▸ Problem
Your task is to transcribe the data exactly while omitting each picture.

▸ Data under study
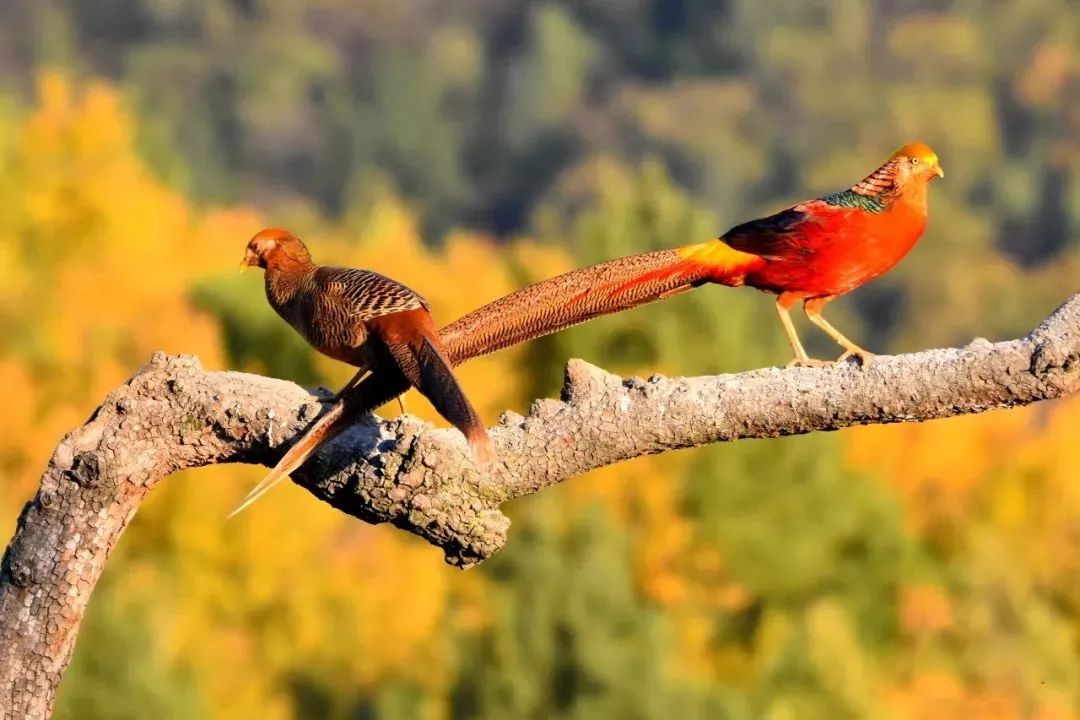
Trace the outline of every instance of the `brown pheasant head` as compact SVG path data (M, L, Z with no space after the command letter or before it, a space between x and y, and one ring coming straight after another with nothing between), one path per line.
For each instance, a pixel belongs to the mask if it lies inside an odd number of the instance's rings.
M248 240L240 267L261 267L266 270L289 265L310 265L311 253L300 238L288 230L267 228Z

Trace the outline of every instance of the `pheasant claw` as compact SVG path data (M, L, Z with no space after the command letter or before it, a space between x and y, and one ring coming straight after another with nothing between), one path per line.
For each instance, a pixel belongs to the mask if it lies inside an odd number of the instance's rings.
M836 359L836 362L844 363L848 360L855 360L859 367L866 367L874 357L874 353L869 350L863 350L861 347L853 347L845 350L844 354Z

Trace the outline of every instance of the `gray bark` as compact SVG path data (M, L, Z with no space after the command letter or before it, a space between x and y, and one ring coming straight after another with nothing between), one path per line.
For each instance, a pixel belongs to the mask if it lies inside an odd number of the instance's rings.
M506 542L503 503L593 468L741 438L919 422L1080 390L1080 295L1018 340L877 357L867 367L770 368L624 380L581 360L560 400L505 413L479 474L464 439L410 416L374 416L293 480L368 522L389 522L474 565ZM272 465L320 412L282 380L207 372L157 354L56 449L0 568L0 717L45 718L94 586L140 503L177 470ZM256 507L253 512L258 512ZM224 521L224 519L223 519Z

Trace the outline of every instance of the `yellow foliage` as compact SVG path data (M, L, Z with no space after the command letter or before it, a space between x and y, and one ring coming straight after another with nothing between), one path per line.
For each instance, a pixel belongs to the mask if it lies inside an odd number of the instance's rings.
M953 528L970 512L972 493L988 470L1013 454L1033 412L853 428L845 435L847 460L896 488L917 531Z
M916 532L948 547L987 523L1041 582L1080 606L1080 401L846 434L853 467L900 493ZM1047 548L1056 548L1047 552Z
M1068 720L1067 698L1045 693L1025 701L1008 682L968 684L944 672L920 673L883 693L890 720Z
M914 585L900 590L900 628L912 637L926 637L951 630L952 601L941 589Z
M153 351L196 353L208 367L225 366L216 322L189 292L196 281L233 270L245 240L264 224L243 208L195 211L156 180L136 155L132 123L110 86L80 87L46 73L38 98L0 166L0 259L11 279L0 294L0 321L8 337L28 338L0 352L13 410L0 417L0 533L7 535L63 432ZM504 250L486 238L460 233L441 250L427 247L393 198L380 200L355 235L326 228L309 240L320 260L381 270L414 286L442 323L518 284L500 262ZM538 273L568 266L561 253L527 242L505 252L542 258ZM456 282L463 277L469 282ZM342 380L350 374L318 362ZM520 394L513 367L509 351L462 368L490 422ZM410 410L436 417L426 403ZM261 472L215 467L172 478L124 539L125 547L152 547L164 560L142 562L133 550L115 601L155 598L155 634L191 667L215 717L292 717L281 679L302 673L350 687L387 677L434 690L448 682L436 633L454 622L455 593L463 598L461 622L483 622L480 576L460 575L426 544L347 518L293 487L226 523Z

▸ Finished exercise
Trace the outline of every instance of the `brown pheasant head` as compact SVG path data (M, L, Z with no space after the command letter or before it, a space between x and y, and one ring coming straight after another with nothing between), one path per line.
For each instance, a pixel belongs to the mask if it lies inside an odd number of the instance's rings.
M248 240L240 267L261 267L266 270L289 265L310 265L311 253L300 238L288 230L267 228Z

Trace the outline of every instance of the `pheasant claw` as compact SVG path data (M, L, Z with no space after the command letter or before it, a space between x and y, and one ring coming straight after another with nothing between), one path per line.
For each instance, a pixel belongs to the mask if it lies inside an odd number of the instance's rings.
M836 359L836 362L844 363L848 360L855 360L859 367L866 367L874 357L874 353L869 350L863 350L861 347L853 347L845 350L844 354Z

Trace the outline of every instance of the `gray bark` as compact SVG path data (M, L, Z with no space after the command letter or before it, a space between x and y, and one ring coming straight after another with nothing between), one path per line.
For each instance, a pixel belongs to the mask if it lies inside an odd number of the instance's rings.
M506 542L503 503L593 468L741 438L919 422L1080 390L1080 295L1018 340L877 357L867 367L770 368L624 380L581 360L560 400L505 413L479 474L464 439L410 416L374 416L293 480L368 522L389 522L474 565ZM272 465L320 412L282 380L207 372L157 354L56 449L0 568L0 717L45 718L94 586L140 503L177 470ZM256 507L253 512L258 512ZM224 521L224 519L223 519Z

Trace the outline of every instance of the `yellow foliage` as compact SVG path data (M, L, Z with no space after the command letter or before it, a space between x and y, and one ring coming straight after another with nothing between), one path per line.
For each instance, a pixel belongs to the mask if it lies inside an odd number of the instance's rings.
M953 528L970 512L972 493L988 470L1013 454L1033 412L853 428L845 435L847 460L896 488L917 531Z
M916 532L948 547L987 523L1041 582L1080 606L1080 401L846 434L853 467L900 493ZM1047 548L1056 548L1047 552Z
M1068 720L1067 698L1045 693L1025 701L1008 682L968 684L944 672L920 673L883 693L890 720Z
M914 585L900 590L900 628L912 637L926 637L951 630L952 601L941 589Z
M153 351L196 353L208 367L225 366L216 322L189 292L196 281L233 270L245 240L264 224L243 208L195 211L156 180L136 155L132 123L110 86L80 87L46 73L38 98L0 166L0 259L11 279L0 294L0 321L8 337L28 338L0 352L13 410L0 417L0 533L7 535L63 432ZM504 250L486 238L460 233L441 250L427 247L393 198L380 200L355 235L326 228L309 240L320 260L381 270L414 286L442 323L518 284L500 262ZM538 273L568 266L561 253L527 242L505 252L542 258ZM456 282L463 277L469 282ZM342 380L350 374L318 362ZM520 394L513 367L509 351L462 368L490 422ZM410 410L436 417L426 403ZM261 472L215 467L172 478L124 539L125 547L152 547L164 560L142 562L133 550L115 601L155 598L155 634L191 667L215 717L292 717L281 679L302 673L350 687L387 677L434 690L448 682L436 633L454 622L455 593L463 598L461 622L483 622L480 576L460 575L426 544L347 518L293 487L226 523Z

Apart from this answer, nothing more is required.